■ **What to work on**
Here are some records. Copy each one exactly.

══ Information shown

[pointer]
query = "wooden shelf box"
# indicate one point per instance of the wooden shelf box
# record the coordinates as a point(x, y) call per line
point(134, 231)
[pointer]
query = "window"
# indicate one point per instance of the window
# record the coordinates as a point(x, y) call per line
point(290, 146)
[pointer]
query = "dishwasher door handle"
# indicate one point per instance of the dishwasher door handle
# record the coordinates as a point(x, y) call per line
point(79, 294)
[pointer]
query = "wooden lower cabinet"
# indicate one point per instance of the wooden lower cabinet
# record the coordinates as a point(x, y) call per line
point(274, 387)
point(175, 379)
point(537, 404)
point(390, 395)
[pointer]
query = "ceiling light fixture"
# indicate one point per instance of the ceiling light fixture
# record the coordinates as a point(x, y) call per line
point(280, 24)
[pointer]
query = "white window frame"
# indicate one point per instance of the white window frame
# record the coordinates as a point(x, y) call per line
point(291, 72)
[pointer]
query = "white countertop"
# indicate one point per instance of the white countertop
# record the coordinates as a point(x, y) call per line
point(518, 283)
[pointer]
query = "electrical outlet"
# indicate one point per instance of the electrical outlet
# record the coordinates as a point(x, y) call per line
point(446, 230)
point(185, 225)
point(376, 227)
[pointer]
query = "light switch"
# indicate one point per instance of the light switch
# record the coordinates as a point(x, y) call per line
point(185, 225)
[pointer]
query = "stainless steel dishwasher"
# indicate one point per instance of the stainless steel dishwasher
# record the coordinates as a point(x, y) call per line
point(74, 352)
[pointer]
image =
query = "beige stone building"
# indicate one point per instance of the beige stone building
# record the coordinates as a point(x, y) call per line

════

■ **Response below**
[pointer]
query = "wooden shelf box"
# indicate one point per instance of the wooden shelf box
# record the coordinates as a point(x, y) call per line
point(134, 231)
[pointer]
query = "window"
# indicate one point per instance of the window
# record the coordinates as a point(x, y) call per line
point(290, 146)
[pointer]
query = "dishwasher door handle"
# indicate one point per instance of the dishwasher door handle
# record the coordinates as a point(x, y) call per line
point(79, 294)
[pointer]
query = "wooden lower cabinet"
# indicate one point per instance of the wooden lower cabinet
# record the coordinates as a point(x, y) call per line
point(274, 387)
point(175, 379)
point(537, 404)
point(390, 395)
[pointer]
query = "ceiling light fixture"
# indicate one point per instance of the ceiling light fixture
# record the coordinates as a point(x, y) call per line
point(280, 24)
[pointer]
query = "white window frame"
# indicate one point per instance of the white window frame
# record the coordinates as a point(x, y) call per line
point(291, 72)
[pointer]
query = "white countertop"
# indicate one point per instance of the white countertop
# record the coordinates as a point(x, y) call per line
point(518, 283)
[pointer]
query = "electrical outlet"
# indicate one point per instance of the electrical outlet
# record the coordinates as a point(x, y) call per line
point(446, 230)
point(185, 225)
point(376, 227)
[pointer]
query = "light switch"
# indicate one point per instance of the light switch
# record the coordinates as a point(x, y) call per line
point(185, 225)
[pointer]
query = "stainless steel dishwasher"
# indicate one point per instance of the stainless steel dishwasher
# record the coordinates as a point(x, y) call per line
point(74, 352)
[pointer]
image =
query = "beige stone building"
# indicate one point per instance of the beige stone building
# record the coordinates as a point(x, y) call per line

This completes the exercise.